[PROBLEM]:
A word-for-word copy of the entries is the only acceptable reply.

[GIVEN DATA]:

================================

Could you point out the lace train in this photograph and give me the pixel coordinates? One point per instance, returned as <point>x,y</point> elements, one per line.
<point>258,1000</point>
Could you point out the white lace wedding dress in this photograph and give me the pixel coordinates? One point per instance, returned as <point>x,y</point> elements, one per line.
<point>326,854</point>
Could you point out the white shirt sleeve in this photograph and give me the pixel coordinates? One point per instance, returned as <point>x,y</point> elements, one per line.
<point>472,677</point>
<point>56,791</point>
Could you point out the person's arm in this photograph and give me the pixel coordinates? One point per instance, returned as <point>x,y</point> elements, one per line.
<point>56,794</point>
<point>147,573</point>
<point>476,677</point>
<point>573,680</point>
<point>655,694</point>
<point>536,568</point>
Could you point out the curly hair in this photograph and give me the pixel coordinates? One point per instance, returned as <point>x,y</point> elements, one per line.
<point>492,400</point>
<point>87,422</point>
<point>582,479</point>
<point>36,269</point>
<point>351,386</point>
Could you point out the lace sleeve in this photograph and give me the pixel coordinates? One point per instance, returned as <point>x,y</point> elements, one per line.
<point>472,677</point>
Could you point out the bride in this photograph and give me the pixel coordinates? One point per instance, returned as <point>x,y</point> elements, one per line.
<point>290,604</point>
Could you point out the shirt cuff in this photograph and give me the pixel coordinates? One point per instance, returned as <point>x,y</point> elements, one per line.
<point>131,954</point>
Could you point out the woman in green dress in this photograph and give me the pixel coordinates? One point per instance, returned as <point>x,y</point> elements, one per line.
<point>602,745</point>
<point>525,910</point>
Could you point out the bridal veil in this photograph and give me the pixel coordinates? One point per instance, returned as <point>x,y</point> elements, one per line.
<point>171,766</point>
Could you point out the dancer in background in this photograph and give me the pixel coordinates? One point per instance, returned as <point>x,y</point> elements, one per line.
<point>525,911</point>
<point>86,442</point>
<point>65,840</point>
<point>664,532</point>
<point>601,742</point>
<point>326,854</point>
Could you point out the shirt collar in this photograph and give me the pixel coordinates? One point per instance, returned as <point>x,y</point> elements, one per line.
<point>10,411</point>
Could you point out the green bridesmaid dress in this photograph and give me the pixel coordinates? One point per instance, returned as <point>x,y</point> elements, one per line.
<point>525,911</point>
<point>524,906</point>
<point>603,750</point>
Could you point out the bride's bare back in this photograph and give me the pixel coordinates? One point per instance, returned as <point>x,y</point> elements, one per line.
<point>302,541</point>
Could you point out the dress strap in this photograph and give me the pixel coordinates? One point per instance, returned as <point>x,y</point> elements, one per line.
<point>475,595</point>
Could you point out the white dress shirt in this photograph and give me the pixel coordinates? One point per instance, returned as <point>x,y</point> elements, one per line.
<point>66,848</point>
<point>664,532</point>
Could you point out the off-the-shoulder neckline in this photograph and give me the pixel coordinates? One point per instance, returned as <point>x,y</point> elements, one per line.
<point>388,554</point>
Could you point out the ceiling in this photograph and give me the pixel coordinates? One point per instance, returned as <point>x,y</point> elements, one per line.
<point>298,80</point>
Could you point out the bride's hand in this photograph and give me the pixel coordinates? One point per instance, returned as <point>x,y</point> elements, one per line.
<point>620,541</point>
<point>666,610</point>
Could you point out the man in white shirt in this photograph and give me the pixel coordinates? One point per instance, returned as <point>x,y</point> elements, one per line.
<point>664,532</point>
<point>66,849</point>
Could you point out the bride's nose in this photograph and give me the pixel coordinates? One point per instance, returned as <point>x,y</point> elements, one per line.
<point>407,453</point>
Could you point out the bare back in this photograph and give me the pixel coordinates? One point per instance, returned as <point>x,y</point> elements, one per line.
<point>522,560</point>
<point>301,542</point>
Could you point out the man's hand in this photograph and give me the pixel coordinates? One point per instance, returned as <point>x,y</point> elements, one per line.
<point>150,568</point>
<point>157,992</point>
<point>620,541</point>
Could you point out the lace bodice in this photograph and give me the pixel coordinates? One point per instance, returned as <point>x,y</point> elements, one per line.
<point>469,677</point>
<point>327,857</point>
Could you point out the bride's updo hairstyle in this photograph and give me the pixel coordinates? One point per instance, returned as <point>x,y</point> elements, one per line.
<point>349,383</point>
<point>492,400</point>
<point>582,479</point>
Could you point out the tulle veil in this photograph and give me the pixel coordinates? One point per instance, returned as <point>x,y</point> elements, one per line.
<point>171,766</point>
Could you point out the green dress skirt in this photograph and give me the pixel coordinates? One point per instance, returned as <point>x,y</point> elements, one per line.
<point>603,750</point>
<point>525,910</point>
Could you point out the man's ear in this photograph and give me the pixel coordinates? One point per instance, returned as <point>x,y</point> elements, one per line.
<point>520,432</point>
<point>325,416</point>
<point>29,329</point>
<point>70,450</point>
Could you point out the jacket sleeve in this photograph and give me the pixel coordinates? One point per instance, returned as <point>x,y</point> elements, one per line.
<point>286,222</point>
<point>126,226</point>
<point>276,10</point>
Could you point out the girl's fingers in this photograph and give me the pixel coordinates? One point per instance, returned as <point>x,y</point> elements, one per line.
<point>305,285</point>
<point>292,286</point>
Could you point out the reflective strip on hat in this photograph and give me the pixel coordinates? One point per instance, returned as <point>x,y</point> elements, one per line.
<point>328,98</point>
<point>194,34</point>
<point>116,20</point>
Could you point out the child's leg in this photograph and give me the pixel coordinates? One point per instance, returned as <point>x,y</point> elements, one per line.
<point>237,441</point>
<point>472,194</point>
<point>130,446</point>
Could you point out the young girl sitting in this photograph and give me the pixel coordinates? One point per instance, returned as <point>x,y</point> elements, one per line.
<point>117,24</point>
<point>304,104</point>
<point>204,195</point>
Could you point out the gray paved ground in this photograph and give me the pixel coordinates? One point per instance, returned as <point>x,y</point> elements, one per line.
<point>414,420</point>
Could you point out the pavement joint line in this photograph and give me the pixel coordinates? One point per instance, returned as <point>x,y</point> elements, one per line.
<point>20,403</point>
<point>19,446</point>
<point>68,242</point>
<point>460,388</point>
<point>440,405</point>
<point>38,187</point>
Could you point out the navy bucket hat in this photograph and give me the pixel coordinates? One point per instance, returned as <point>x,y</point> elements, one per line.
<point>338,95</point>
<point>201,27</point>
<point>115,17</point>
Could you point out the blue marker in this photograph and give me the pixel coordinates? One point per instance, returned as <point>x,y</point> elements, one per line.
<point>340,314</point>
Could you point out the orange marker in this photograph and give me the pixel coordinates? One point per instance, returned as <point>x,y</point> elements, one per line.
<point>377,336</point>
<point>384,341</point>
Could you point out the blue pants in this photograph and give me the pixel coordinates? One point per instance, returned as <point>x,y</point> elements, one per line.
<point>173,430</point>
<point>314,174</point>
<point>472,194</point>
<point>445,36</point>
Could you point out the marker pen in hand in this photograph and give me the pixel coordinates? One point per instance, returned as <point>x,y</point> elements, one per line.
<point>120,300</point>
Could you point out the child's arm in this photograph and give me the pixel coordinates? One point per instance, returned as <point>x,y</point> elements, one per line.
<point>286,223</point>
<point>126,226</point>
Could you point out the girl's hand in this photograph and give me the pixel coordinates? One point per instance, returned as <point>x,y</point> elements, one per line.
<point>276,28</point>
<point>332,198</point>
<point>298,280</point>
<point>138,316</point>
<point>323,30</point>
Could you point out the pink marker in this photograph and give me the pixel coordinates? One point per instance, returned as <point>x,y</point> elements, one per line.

================================

[ANSWER BOX]:
Could you point out the lace train in this photograph and give me the pixel coordinates? One point per instance, returned as <point>x,y</point> elements, one per line.
<point>258,1000</point>
Could you point out the white lace wedding dress in this photograph and give me the pixel coordinates? One point per instance, returned as <point>x,y</point> elements, one per line.
<point>326,854</point>
Could you point out the white shirt sleeve in this photograph and give me the pixel coordinates? One point per instance, returned as <point>x,y</point> elements, one per line.
<point>472,677</point>
<point>56,791</point>
Could you point out the person's arm in this photograph and give me the pixel coordinates? One point per instance, returned as <point>x,y</point> elements, one per line.
<point>56,794</point>
<point>147,573</point>
<point>476,677</point>
<point>573,680</point>
<point>655,694</point>
<point>536,568</point>
Could you point out the curly hair in this photograph and give me the pixel coordinates? One point per instance, returned as <point>x,y</point> elements, one per line.
<point>492,400</point>
<point>87,422</point>
<point>582,479</point>
<point>36,269</point>
<point>351,386</point>
Could you point out the lace sleeve in this photograph and give me the pixel coordinates? One point per instance, returned as <point>x,y</point> elements, one per line.
<point>472,677</point>
Could you point out the bride in this photograph and give me the pixel coordinates? One point per instance, returned as <point>x,y</point> elements, one per line.
<point>290,604</point>
Could you point out the shirt cuff in this photograph and give me the pixel coordinates? One point per instance, returned as <point>x,y</point> elements, one per line.
<point>131,954</point>
Could you point out the woman in green dress in this photograph and give me the pixel coordinates? One point per instance, returned as <point>x,y</point> elements, one per line.
<point>602,745</point>
<point>525,910</point>
Could you point out the bridal veil in this photograph and give me the pixel coordinates? One point per instance, returned as <point>x,y</point> elements, one per line.
<point>171,766</point>
Could you point out the dancer in background in this photograph and give me the pixel coordinates? One point per instance, returned as <point>x,y</point> elements, one per line.
<point>525,911</point>
<point>86,442</point>
<point>65,840</point>
<point>664,532</point>
<point>601,742</point>
<point>326,854</point>
Could you point out the shirt collar in this photograph and give me the pixel coordinates? One point per instance, returned as <point>x,y</point> elements, one per line.
<point>10,411</point>
Could you point out the green bridesmaid dress in this photograph and give me the pixel coordinates? One point per instance, returned as <point>x,y</point> elements, one per line.
<point>525,911</point>
<point>524,906</point>
<point>603,750</point>
Could you point out the bride's bare back in this photograph and give me the pixel coordinates? One point per instance, returned as <point>x,y</point> elements, one per line.
<point>302,541</point>
Could you point out the dress strap in this photograph and give me the pixel coordinates? One point per instance, returned as <point>x,y</point> elements, one per line.
<point>475,595</point>
Could you point out the white dress shirt in this photograph and give me the pixel coordinates? One point per instance, returned as <point>x,y</point> elements, one per line.
<point>66,848</point>
<point>664,532</point>
Could you point out the off-the-shoulder neckline in this photograph and give me the pixel coordinates? One point per instance, returned as <point>x,y</point> elements, one per line.
<point>388,554</point>
Could you point out the ceiling in this photograph and give me the pixel coordinates? One point per instance, returned as <point>x,y</point> elements, one per line.
<point>298,80</point>
Could you point out the bride's hand in this photograph and give me the pixel coordinates? One point per instance, returned as <point>x,y</point> elements, one per line.
<point>620,541</point>
<point>666,610</point>
Could you point out the man in white shirt in this photograph and give me the pixel coordinates? One point per instance, returned as <point>x,y</point> elements, one per line.
<point>664,532</point>
<point>66,849</point>
Could you point out the bride's nose in this photograph and give me the pixel coordinates? One point per instance, returned as <point>x,y</point> elements, one per line.
<point>407,453</point>
Could you point out the bare back in this photograph and give me the pixel coordinates? One point per instance, returned as <point>x,y</point> elements, one per line.
<point>522,560</point>
<point>301,542</point>
Could you point out the man's hand in this photograph and give me the pixel coordinates? One point per instance, returned as <point>x,y</point> elements, one per line.
<point>150,568</point>
<point>157,992</point>
<point>620,541</point>
Could you point out the lace bodice in this photograph and give me the pixel coordinates? One point per instance, returned as <point>x,y</point> elements, one per line.
<point>469,677</point>
<point>327,857</point>
Could you point out the bride's updo hairstyle in this photograph and give me the pixel coordinates? One point per instance, returned as <point>x,y</point> elements, one per line.
<point>349,383</point>
<point>492,400</point>
<point>582,479</point>
Could you point out the tulle veil in this photograph and give me the pixel coordinates? One point per instance, returned as <point>x,y</point> elements, one per line.
<point>171,766</point>
Could you point out the green dress skirt in this photograph and give me the pixel coordinates? One point per instance, returned as <point>x,y</point> elements, one per line.
<point>603,750</point>
<point>525,910</point>
Could you point out the man's ear in this photograph and give me the pixel coordinates? One point per instance, returned as <point>x,y</point> elements, one per line.
<point>520,432</point>
<point>325,416</point>
<point>29,329</point>
<point>70,450</point>
Could you point out the jacket sleeve in this photograph and give me the pixel coordinates? One point per instance, returned as <point>x,y</point> elements, one per line.
<point>286,222</point>
<point>126,226</point>
<point>276,10</point>
Could you point out the girl's fingers in this photograph and give me the pixel coordinates? One point per instance, returned as <point>x,y</point> elements, one per line.
<point>305,285</point>
<point>292,286</point>
Could you point out the reflective strip on hat in this photograph and give me the pixel coordinates? One point per instance, returned as <point>x,y</point> elements, one per line.
<point>328,98</point>
<point>194,34</point>
<point>116,20</point>
Could you point out the child's leg in this photograph and give me the pixel coordinates? One point per instance, returned as <point>x,y</point> elements, one per line.
<point>237,441</point>
<point>472,194</point>
<point>130,446</point>
Could you point out the young girl sitting in this photograph and give me the pixel coordinates? One point per instance, returned as <point>x,y</point> elements, one per line.
<point>117,24</point>
<point>304,104</point>
<point>204,195</point>
Could you point out the gray paved ground in this photograph and give me the pixel coordinates? One point per instance, returned as <point>x,y</point> elements, one per line.
<point>414,420</point>
Could you point out the pavement joint line in this photograph and give me the pixel coordinates? One point per instance, returned as <point>x,y</point> elements, one per line.
<point>20,403</point>
<point>19,446</point>
<point>68,242</point>
<point>460,388</point>
<point>440,405</point>
<point>38,187</point>
Could you point out the navy bucket hat in this photograph and give me the pixel coordinates? One point per instance, returned as <point>x,y</point> elements, one per line.
<point>338,95</point>
<point>201,27</point>
<point>115,17</point>
Could you point out the blue marker in this photograph and give me the pixel coordinates? One point per instance, returned as <point>x,y</point> elements, one per line.
<point>340,314</point>
Could you point out the orange marker in this photograph and give me the pixel coordinates? One point per instance, returned as <point>x,y</point> elements, one per line.
<point>377,336</point>
<point>384,341</point>
Could you point out the blue pants in this photograph and give me the pixel coordinates? One point per instance, returned as <point>x,y</point> elements, one per line.
<point>173,430</point>
<point>314,174</point>
<point>472,194</point>
<point>445,36</point>
Could you point out the marker pen in hand in this photograph and give me the pixel coordinates? One point per instance, returned as <point>x,y</point> elements, one per line.
<point>120,300</point>
Could you point out the child's arm in this photograph and give me the pixel coordinates? One point per instance, returned as <point>x,y</point> elements, one per line.
<point>286,223</point>
<point>126,226</point>
Could you point out the girl's hand in this photograph and give me the pixel coordinates? One point per instance, returned as <point>x,y</point> elements, one per line.
<point>276,28</point>
<point>332,198</point>
<point>298,280</point>
<point>138,316</point>
<point>323,30</point>
Could you point out the pink marker in this photograph and give me the pixel coordinates? One point per instance, returned as <point>x,y</point> elements, one per line.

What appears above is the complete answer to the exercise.